你的任务:
(A) 下面三种说法分别与这份关于权重衰退与初始化的笔记相符吗？请逐条回答“是”或“否”，并原样引用笔记中起决定作用的文字。(i) 第一个优化器 optimizer 的权重衰退系数设为 5e-4；(ii) optimizer_2 对偏置参数同样使用 0.01 的权重衰退；(iii) init_weights 函数只对 nn.Linear 层做初始化。
(B) 这份关于权重衰退与初始化的笔记停在 Xavier 均匀分布初始化那一行，请从那里接着往下写。

━━━━━ 页面内容

权重衰退

In [None]:
import torch.optim as optim
import torch.nn as nn
import torch

class SimpleModel(nn.Module):
    def __init__(self):
        super(SimpleModel, self).__init__()
        self.fc = nn.Linear(10, 1)  # 一个简单的全连接层

    def forward(self, x):
        return self.fc(x)

model = SimpleModel()
optimizer = optim.SGD(model.parameters(), lr=0.01, momentum=0.9,weight_decay=5e-4)
optimizer_2 = optim.SGD([
    {'params': model.fc.weight, 'weight_decay': 0.01},  # 权重参数
    {'params': model.fc.bias, 'weight_decay': 0}        # 偏置参数
], lr=0.01)



权重初始化

In [None]:
def init_weights(m):
    if isinstance(m, (nn.Linear, nn.Conv2d)):
        nn.init.xavier_uniform_(m.weight)
        if m.bias is not None:
            nn.init.constant_(m.bias, 0)
model.apply(init_weights)

#常见的参数初始化方法
param =0  #随便定义的，跑不了的
# 全零初始化
nn.init.constant_(param, 0)

# 全一初始化
nn.init.constant_(param, 1)

# 均匀分布初始化
nn.init.uniform_(param, a=-0.1, b=0.1)

# 正态分布初始化
nn.init.normal_(param, mean=0, std=0.01)

# Xavier 均匀分布，适用于sigmoid函数或者tanh函数作为激活函数的网络
nn.init.xavier_uniform_(param)

━━━━━━━━━━
━━━━━ 材料

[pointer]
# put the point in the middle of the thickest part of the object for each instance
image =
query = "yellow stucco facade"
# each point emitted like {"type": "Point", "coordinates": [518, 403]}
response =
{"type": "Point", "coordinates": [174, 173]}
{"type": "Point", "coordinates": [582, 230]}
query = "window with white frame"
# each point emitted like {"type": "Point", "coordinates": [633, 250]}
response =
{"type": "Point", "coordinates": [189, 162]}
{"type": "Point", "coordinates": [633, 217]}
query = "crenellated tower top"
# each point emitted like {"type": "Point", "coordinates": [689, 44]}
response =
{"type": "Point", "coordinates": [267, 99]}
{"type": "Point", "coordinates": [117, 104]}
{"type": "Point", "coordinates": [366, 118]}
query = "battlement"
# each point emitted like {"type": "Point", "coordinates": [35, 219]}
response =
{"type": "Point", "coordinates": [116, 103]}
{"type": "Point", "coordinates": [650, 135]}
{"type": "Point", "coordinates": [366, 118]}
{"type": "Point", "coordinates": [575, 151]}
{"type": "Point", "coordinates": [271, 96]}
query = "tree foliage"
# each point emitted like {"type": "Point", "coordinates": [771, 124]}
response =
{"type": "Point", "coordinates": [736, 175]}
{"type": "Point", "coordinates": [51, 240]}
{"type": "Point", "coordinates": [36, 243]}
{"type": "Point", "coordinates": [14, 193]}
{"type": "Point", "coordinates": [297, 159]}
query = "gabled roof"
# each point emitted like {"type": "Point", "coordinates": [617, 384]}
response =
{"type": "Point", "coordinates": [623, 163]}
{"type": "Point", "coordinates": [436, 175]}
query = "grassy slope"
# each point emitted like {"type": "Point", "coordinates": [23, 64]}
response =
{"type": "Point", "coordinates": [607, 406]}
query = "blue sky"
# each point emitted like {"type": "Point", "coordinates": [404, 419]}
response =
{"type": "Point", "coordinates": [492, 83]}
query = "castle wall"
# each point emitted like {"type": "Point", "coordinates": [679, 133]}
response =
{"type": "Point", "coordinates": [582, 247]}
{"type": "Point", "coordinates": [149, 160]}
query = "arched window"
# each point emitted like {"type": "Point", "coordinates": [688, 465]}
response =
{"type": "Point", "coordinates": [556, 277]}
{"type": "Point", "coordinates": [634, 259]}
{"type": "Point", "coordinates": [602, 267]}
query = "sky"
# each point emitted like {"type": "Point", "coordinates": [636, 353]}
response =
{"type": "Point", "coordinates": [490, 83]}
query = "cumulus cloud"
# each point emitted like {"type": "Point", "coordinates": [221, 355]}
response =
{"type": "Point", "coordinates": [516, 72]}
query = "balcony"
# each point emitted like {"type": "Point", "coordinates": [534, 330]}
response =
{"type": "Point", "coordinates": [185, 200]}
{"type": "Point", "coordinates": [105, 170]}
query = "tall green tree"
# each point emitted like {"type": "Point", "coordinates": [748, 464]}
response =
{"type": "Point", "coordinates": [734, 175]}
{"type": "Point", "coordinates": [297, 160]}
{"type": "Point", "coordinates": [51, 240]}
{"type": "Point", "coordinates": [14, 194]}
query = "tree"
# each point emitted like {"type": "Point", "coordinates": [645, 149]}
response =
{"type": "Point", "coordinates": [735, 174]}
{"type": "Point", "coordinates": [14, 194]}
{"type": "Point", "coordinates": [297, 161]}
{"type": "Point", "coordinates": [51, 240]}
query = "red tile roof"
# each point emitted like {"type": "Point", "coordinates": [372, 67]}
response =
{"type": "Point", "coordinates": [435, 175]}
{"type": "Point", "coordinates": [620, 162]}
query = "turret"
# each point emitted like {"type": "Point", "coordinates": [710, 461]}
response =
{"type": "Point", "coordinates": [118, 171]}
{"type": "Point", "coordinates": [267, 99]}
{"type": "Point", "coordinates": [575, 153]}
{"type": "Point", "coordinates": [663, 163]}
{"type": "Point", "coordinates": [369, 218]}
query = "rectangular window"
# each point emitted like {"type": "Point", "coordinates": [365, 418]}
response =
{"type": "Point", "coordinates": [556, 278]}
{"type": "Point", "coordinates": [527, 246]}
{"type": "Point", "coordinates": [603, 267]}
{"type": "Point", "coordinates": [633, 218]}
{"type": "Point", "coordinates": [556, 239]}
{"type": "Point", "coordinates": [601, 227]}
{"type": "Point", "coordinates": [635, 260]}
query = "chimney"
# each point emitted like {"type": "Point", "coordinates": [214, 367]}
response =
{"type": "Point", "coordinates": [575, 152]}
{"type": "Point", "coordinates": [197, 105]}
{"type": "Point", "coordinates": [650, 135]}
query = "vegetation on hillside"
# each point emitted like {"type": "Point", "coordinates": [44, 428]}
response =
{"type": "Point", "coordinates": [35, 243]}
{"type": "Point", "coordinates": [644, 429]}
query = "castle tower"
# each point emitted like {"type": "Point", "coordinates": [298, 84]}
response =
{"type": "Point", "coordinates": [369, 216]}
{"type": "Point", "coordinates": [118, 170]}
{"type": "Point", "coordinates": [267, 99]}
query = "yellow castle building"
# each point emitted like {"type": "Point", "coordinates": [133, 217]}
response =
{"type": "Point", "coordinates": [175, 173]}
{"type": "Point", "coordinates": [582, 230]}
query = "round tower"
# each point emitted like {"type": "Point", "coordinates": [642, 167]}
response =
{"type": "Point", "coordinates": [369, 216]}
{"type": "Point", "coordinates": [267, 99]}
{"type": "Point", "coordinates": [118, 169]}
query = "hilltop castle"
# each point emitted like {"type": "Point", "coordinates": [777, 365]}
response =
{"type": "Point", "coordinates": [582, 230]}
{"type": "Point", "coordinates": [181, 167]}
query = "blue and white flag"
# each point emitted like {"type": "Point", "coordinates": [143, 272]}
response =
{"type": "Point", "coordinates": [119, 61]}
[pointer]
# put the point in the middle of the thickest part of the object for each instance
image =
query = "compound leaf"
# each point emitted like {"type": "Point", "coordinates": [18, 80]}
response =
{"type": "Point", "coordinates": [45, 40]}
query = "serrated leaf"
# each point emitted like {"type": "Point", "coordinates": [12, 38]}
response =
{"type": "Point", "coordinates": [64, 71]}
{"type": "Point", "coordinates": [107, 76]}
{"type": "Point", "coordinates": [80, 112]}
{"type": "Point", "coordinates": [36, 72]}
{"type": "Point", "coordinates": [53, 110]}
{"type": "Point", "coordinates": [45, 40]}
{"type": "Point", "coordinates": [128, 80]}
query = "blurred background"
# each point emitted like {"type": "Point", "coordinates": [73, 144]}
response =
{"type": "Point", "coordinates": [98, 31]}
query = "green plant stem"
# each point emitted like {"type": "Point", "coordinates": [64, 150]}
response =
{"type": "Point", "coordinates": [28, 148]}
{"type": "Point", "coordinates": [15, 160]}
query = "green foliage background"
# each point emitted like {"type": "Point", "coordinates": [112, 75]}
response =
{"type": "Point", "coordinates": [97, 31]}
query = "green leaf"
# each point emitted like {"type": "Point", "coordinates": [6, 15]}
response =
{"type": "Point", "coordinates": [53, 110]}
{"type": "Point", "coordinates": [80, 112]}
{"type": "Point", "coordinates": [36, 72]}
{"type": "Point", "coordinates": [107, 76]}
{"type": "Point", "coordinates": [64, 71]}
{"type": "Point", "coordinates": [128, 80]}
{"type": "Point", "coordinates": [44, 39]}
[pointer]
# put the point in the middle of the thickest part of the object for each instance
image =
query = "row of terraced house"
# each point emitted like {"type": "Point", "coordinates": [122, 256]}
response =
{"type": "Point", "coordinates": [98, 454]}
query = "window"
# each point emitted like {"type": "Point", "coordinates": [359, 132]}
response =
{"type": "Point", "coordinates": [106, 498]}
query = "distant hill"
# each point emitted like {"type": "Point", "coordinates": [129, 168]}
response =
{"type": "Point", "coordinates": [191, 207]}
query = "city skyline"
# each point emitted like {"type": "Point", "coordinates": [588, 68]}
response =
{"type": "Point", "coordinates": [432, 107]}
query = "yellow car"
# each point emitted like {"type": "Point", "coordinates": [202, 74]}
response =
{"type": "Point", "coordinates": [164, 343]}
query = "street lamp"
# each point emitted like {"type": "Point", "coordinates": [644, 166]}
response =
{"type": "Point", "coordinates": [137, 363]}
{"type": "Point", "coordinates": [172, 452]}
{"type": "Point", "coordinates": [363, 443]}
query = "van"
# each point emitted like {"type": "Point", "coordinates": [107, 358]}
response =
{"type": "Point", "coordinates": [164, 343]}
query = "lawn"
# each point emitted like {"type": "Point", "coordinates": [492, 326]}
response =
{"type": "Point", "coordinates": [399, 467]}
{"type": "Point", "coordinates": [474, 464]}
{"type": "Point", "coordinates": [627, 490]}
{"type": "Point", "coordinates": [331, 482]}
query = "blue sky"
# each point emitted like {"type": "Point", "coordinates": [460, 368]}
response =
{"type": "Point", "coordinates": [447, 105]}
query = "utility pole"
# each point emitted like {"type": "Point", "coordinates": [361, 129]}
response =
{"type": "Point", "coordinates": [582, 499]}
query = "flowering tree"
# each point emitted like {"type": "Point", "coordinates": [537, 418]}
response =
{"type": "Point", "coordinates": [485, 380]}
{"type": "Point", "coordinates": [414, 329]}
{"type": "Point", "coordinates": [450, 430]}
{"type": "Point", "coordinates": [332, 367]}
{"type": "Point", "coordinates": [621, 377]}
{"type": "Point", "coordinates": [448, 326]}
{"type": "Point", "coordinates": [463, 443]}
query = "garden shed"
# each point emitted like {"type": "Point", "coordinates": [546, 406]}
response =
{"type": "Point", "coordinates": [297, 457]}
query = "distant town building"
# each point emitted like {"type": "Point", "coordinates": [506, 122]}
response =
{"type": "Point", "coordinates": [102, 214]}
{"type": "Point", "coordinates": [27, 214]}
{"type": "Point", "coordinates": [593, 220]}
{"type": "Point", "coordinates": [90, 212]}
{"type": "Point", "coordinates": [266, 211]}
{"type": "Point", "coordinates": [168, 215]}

━━━━━━━━━━

参考答案:
(A)
(i) 是：“weight_decay=5e-4”
(ii) 否：“{'params': model.fc.bias, 'weight_decay': 0}”
(iii) 否：“if isinstance(m, (nn.Linear, nn.Conv2d)):”

(B)
# Xavier 正态分布，适用于sigmoid函数或者tanh函数作为激活函数的网络
nn.init.xavier_normal_(param)

# Kaiming 均匀分布，适用于ReLu作为激活函数的网络以及深层网络
nn.init.kaiming_uniform_(param, mode='fan_in', nonlinearity='relu')

# Kaiming 正态分布，适用于ReLu作为激活函数的网络以及深层网络
nn.init.kaiming_normal_(param, mode='fan_in', nonlinearity='relu')

#正交初始化，适用于自注意力机制
nn.init.orthogonal_(param, gain=1.0)

#查看层中有什么参数的方法
for name, param in model.named_parameters():
    print(f"name: {name}, param: {param}")

# 查看所有子层
for name, layer in model.named_modules():
    print(f"Layer name: {name}, Layer type: {type(layer)}")

# 查看直接子层
for name, layer in model.named_children():
    print(f"Layer name: {name}, Layer type: {type(layer)}")

丢弃法

In [None]:
class MyNet(nn.Module):
    def __init__(self):
        super(MyNet,self).__init__()
        self.fc1 = nn.Linear(10,5)
        self.fc2 = nn.Linear(5,3)
        self.fc3 = nn.Linear(3,1)
        self.dropout_1 = nn.Dropout(0.2)
        self.dropout_2 = nn.Dropout(0.2)
    def forward(self, x):
        x = self.fc1(x)
        x = self.dropout_1(x)
        x = self.fc2(x)
        x = self.dropout_2(x)
        x = self.fc3(x)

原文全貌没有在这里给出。